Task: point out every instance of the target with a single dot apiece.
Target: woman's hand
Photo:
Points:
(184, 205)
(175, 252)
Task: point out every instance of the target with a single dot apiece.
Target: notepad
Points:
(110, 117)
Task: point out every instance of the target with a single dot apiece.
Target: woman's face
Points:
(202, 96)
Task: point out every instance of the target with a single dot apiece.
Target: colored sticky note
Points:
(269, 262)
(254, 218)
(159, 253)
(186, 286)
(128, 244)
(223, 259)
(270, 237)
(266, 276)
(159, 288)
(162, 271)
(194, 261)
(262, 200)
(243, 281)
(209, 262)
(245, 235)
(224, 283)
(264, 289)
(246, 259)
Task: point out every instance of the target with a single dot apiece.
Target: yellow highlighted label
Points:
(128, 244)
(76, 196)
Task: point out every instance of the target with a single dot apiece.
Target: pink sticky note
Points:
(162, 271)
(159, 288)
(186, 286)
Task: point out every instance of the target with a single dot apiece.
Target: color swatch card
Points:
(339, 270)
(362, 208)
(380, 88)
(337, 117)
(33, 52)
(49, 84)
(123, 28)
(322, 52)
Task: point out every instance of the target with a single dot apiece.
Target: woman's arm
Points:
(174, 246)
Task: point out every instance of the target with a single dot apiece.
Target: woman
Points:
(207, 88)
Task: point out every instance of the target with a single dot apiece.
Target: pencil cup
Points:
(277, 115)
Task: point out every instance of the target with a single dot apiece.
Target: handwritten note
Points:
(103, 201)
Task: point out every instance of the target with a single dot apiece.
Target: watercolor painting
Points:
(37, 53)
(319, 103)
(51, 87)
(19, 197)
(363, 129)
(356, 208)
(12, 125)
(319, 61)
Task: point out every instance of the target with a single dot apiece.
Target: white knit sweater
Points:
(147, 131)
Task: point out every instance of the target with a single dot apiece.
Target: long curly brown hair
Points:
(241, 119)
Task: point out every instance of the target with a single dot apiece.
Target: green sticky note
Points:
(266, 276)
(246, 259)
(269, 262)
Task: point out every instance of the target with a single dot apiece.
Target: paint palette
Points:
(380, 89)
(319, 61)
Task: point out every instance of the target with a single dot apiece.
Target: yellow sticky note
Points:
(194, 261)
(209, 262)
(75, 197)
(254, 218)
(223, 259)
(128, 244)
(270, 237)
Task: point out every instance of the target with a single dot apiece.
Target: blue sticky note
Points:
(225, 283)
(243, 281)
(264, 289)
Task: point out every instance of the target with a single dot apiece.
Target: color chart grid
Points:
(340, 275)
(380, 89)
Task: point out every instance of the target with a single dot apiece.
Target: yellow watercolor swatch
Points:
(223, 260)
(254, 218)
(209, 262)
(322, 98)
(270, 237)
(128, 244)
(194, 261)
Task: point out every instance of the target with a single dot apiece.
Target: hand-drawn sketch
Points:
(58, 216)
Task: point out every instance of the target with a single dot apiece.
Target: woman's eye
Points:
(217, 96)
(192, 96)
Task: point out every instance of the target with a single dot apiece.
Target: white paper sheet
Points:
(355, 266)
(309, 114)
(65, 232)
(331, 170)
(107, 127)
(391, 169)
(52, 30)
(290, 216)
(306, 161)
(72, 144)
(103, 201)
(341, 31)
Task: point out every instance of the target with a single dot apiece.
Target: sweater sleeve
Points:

Problem statement
Type out the entries again, word for word.

Reply
Task: point out every instance of the target with a single dot apiece.
Target: woman's hand
Photo:
Points:
(184, 205)
(175, 252)
Task: point out every instance of the target with a single dot apiece.
Target: notepad
Points:
(110, 117)
Task: point out every instance of the target with a single dot apiece.
Target: woman's face
Points:
(202, 96)
Task: point out every instance of the target with a single dot apiece.
Target: colored sticky note
Points:
(269, 262)
(254, 218)
(159, 253)
(186, 286)
(128, 244)
(223, 259)
(270, 237)
(266, 276)
(159, 288)
(162, 271)
(194, 261)
(262, 200)
(243, 281)
(209, 262)
(245, 235)
(224, 283)
(264, 289)
(246, 259)
Task: point out every instance of the target with a single dot apiece.
Target: yellow highlighted label
Points:
(128, 244)
(76, 196)
Task: point out every instance of the target with a single dot apiece.
Target: pink sticky note
Points:
(162, 271)
(159, 288)
(186, 286)
Task: point out every instance of the target with a single dot apiece.
Target: color swatch card
Points:
(339, 270)
(362, 208)
(380, 88)
(337, 117)
(33, 52)
(49, 84)
(123, 28)
(322, 52)
Task: point out every instance of the target with a single dot apiece.
Target: woman's arm
Points:
(174, 246)
Task: point out every instance of the target with a single dot apiece.
Target: woman
Points:
(207, 88)
Task: point out every instance of the target with a single dot apiece.
Target: pencil cup
Points:
(277, 115)
Task: point out every instance of the target with a single dot apiece.
Target: handwritten note
Points:
(103, 201)
Task: point out every instance of the target with a single dot apiece.
Target: watercolor painting
Points:
(37, 53)
(319, 103)
(51, 87)
(19, 197)
(363, 129)
(356, 208)
(12, 125)
(319, 61)
Task: point out every instance of the target with a single dot apiece.
Target: white knit sweater
Points:
(147, 131)
Task: point out every instance of the target with a single dot apiece.
Target: long curly brown hair
Points:
(241, 119)
Task: point out every instance of the target with a single dot apiece.
Target: green sticky note
Points:
(266, 276)
(246, 259)
(269, 262)
Task: point out every instance of the target with a single dot apiece.
Target: paint palette
Points:
(380, 89)
(319, 61)
Task: point out every instance of the target with a single dot apiece.
Target: yellow sticky note
Points:
(194, 261)
(209, 262)
(75, 197)
(254, 218)
(223, 259)
(128, 244)
(270, 237)
Task: point out every instance of the target with a single dot apiece.
Target: blue sticky note
Points:
(225, 283)
(243, 281)
(264, 289)
Task: point out every instance of the target with a single dot apiece.
Target: color chart grid
Points:
(340, 275)
(380, 89)
Task: point out every instance of the target with a single dot apiece.
Target: yellow watercolor swatch
Points:
(223, 260)
(254, 218)
(209, 262)
(322, 98)
(270, 237)
(128, 244)
(194, 261)
Task: point out every instance of the target with a single dot apiece.
Target: hand-drawn sketch
Points:
(58, 216)
Task: point out every instance of the target with a single dot apiece.
Target: woman's eye
Points:
(217, 96)
(192, 96)
Task: point out every instance of the target with a single dot apiece.
Target: white paper sheet
Points:
(355, 266)
(309, 114)
(65, 232)
(331, 170)
(107, 127)
(391, 169)
(52, 30)
(290, 216)
(306, 161)
(72, 144)
(103, 201)
(341, 31)
Task: point out every instance of the target with a single dot apiece.
Target: sweater sleeve
Points:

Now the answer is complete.